• _Set task 1_
Could you print the part of the drift-time problem starting with "The number density" and going on through "current of 3.0 A."?
• _Set task 2_
What quantities does the question in the drift-time problem give numerical values for, and what is each value?

• _Document segment_
::::
Question

The number density of free electrons in a copper conductor estimated in Example 3.1 is $8.5 × 10^{28} m^{−3}$. How long does an electron take to drift from one end of a wire 3.0 m long to its other end? The area of cross-section of the wire is $2.0 × 10^{−6} m^2$ and it is carrying a current of 3.0 A.

Answer 1

Number density of free electrons in a copper conductor, $n = 8.5 × 10^{28} m^{−3}$ Length of the copper wire, $l = 3.0 m$
Area of cross-section of the wire,$A = 2.0 × 10^{−6} m^2$
Current carried by the wire,$I = 3.0 A$, which is given by the relation,
$I = nAeV_d$
Where,
e = Electric charge = $1.6 × 10^{−19} C$
$V_d = Drift\space velocity =\frac{ Length \space of \space the \space wire (I)}{Time \space taken\space to\space cover l (t)}$
$I = nAe\frac{l}{t}$
$t = \frac{nAel}{I}$
$t = \frac{3 \times 8.5 \times 10^{28} \times 2 \times10^{-6} \times 1.6 \times 10^{-19}}{3.0}$
$t = 2.7 \times 10^{4} s$
Therefore, the time taken by an electron to drift from one end of the wire to the other is $2.7 \times 10^{4} s.$
::::
• _Supplied information_
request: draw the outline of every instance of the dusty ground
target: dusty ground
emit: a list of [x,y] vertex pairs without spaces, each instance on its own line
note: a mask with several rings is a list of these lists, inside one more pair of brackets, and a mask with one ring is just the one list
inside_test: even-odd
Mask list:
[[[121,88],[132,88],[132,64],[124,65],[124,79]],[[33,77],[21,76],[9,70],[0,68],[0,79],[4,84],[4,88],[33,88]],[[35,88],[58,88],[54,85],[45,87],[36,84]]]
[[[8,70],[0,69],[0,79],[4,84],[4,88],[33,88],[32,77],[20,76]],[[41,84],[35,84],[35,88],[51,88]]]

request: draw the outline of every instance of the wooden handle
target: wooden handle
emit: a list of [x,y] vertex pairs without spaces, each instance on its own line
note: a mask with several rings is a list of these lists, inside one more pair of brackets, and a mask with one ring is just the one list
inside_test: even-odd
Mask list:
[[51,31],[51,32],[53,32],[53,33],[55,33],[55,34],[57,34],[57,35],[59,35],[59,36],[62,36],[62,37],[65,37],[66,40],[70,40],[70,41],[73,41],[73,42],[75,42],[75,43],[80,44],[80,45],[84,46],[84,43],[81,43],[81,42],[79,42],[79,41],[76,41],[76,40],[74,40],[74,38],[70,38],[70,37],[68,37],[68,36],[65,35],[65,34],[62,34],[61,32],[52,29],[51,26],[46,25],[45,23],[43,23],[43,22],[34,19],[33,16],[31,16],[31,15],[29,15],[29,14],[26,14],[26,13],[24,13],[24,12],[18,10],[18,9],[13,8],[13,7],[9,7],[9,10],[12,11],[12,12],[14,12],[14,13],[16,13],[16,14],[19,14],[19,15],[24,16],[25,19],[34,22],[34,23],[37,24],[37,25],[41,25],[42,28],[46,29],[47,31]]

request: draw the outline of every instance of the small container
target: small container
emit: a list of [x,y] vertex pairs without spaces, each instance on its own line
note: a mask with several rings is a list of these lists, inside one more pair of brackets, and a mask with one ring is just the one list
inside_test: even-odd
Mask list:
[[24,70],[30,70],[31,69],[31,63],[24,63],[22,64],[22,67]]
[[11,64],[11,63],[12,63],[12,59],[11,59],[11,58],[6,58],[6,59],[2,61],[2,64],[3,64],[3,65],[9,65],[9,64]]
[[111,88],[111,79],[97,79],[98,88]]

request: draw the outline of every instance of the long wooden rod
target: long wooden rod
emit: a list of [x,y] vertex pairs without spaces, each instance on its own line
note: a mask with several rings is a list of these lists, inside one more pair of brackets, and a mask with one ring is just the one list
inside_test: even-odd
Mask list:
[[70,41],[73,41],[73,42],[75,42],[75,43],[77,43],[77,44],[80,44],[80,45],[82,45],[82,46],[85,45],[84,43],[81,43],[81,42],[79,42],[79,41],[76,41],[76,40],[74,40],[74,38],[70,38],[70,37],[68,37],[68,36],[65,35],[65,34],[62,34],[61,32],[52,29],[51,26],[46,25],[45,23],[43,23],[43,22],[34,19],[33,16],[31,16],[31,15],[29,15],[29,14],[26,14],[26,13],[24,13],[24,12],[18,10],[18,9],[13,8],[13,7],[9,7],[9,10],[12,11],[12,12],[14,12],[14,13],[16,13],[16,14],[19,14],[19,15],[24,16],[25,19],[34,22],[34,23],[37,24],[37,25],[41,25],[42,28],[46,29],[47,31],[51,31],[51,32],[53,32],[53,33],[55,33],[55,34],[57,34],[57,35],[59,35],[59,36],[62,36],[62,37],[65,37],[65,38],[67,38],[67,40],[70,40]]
::::
• _Worked solution 1_
The number density of free electrons in a copper conductor estimated in Example 3.1 is $8.5 × 10^{28} m^{−3}$. How long does an electron take to drift from one end of a wire 3.0 m long to its other end? The area of cross-section of the wire is $2.0 × 10^{−6} m^2$ and it is carrying a current of 3.0 A.

• _Worked solution 2_
- Number density of free electrons in a copper conductor: 8.5 × 10^28 m^−3
- Length of the wire: 3.0 m
- Area of cross-section of the wire: 2.0 × 10^−6 m^2
- Current carried by the wire: 3.0 A